● Document extract
DE RUEHKV #0036/01 0061554
R 061554Z JAN 09

C O N F I D E N T I A L KYIV 000036 
E.O. 12958: DECL: 01/06/2019 
Classified By: Ambassador William Taylor. Reasons 1.4 (b/d). 
1. (C) Reflecting the poor state of bilateral ties beyond the 
natural gas crisis, the Russia-Ukraine presidential 
commission charged with coordinating the overall relationship 
and resolving disputes has been inactive since the August 
Georgia-Russia conflict.  Russia refuses to engage with 
Ukraine on key issues, such as any planning for removal of 
the Russian Black Sea Fleet from Sevastopol, despite the 
GOU's announcement that Russia must withdraw by 2017.  A 
Yushchenko initiative to invigorate Russia policy through 
establishment of an "Interagency Strategic Group" among 
Ukrainian Ministries has, to date, had no impact.  End 
Presidential Commission Inactive 
2. (C) Embassy met with Volodimir Ivanov, acting Director 
General for Foreign Affairs at the Ukrainian National 
Security and Defense Council (NSDC).  Ivanov noted that the 
Ukraine-Russia Presidential Commission, established in 2005, 
had not met since the August 2008 Russia-Georgia conflict. 
The entire structure, involving a range of working groups and 
sub-groups on security, economic, political and other issues, 
is inactive.  Ivanov speculated that the Kremlin, having 
given up on Yushchenko, may be avoiding engagement until a 
more Moscow-friendly leadership emerges in Kyiv. 
GOU Forms "Interagency Strategic Group" 
3. (SBU) Ivanov pointed out that in order to demonstrate 
Ukraine's commitment to improving the bilateral relationship, 
 Yushchenko announced December 1 the creation of a new 
Ukrainian "Interagency Strategic Group."  Its task is to 
energize the GOU interagency to make the Bilateral Commission 
process productive and to begin tackling the substantial 
backlog of issues that have languished in the various 
4. (SBU) Headed by National Security and Defense Council 
Secretary Raysa Bohatryeva, the GOU Interagency Strategic 
Group includes the Ministers of Foreign Affairs, Defense and 
Finance; the heads of the intelligence services; the head of 
Naftohaz (the state gas monopoly); and the Industrial Policy 
Minister.  Konstantin Gryshchenko, Ukraine's Ambassador to 
Russia (who serves concurrently as First Deputy Secretary of 
the NSDC) serves as deputy chairman.  In announcing the 
Group's formation, Bohatryeva said that the GOU sought to get 
beyond the pattern of tit-for-tat accusatory statements 
coming from each country's Foreign Ministry and seek 
"constructive interaction" at all levels.

● Aim 1
Can you reproduce the cable on Russia-Ukraine relations word for word, starting with "The entire structure, involving" and going on through "emerges in Kyiv."?

● Data
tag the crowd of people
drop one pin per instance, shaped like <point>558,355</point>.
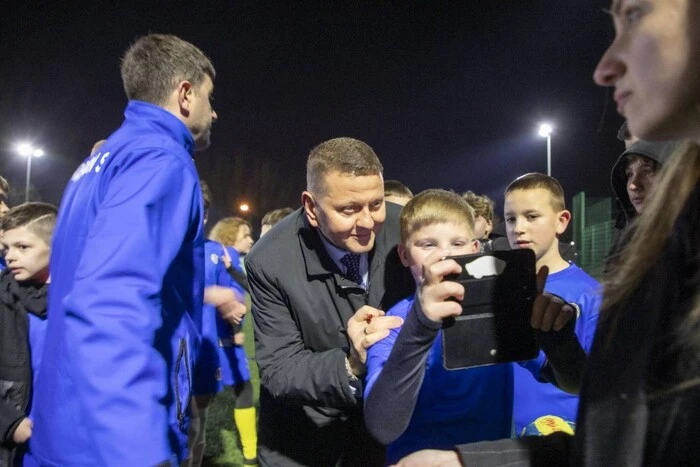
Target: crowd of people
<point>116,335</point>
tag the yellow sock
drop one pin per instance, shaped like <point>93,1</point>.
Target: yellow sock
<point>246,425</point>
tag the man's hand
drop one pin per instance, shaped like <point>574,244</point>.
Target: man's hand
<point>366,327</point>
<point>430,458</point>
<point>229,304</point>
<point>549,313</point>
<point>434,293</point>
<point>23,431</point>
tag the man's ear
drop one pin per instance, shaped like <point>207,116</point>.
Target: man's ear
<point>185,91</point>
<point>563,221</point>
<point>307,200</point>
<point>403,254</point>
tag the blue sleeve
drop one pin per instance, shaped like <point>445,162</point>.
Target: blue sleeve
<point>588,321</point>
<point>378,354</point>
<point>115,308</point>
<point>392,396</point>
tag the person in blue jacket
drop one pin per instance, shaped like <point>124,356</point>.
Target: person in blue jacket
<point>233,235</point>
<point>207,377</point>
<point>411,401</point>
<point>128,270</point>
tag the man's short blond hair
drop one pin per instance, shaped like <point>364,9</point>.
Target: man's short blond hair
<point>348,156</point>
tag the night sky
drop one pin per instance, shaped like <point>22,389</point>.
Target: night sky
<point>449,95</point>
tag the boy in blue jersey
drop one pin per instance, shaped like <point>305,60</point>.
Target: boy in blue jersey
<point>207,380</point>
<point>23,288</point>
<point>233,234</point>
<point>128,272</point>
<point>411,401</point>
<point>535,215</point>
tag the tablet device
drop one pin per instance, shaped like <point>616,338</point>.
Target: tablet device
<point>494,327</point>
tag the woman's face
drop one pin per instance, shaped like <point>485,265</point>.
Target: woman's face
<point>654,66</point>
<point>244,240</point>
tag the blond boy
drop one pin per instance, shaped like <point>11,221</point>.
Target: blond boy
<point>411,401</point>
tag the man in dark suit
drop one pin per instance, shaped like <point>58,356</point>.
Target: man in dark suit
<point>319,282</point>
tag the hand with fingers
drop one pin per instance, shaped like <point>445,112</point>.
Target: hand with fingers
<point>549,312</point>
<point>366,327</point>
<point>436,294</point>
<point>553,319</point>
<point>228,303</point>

==

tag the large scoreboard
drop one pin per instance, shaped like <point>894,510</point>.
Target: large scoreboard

● Aim 2
Will you write out the lines of the entries without any change, starting with the line with "tag the blond boy" and going on through the line with "<point>228,303</point>", both of those lines included?

● Written response 1
The entire structure, involving a range of working groups and 
sub-groups on security, economic, political and other issues, 
is inactive.  Ivanov speculated that the Kremlin, having 
given up on Yushchenko, may be avoiding engagement until a 
more Moscow-friendly leadership emerges in Kyiv.

● Written response 2
tag the blond boy
drop one pin per instance, shaped like <point>11,221</point>.
Target: blond boy
<point>411,401</point>
tag the man in dark suit
drop one pin per instance, shaped like <point>58,356</point>.
Target: man in dark suit
<point>319,282</point>
tag the hand with fingers
drop one pin per instance, shaped like <point>445,112</point>.
Target: hand with fingers
<point>549,312</point>
<point>366,327</point>
<point>436,294</point>
<point>553,319</point>
<point>228,303</point>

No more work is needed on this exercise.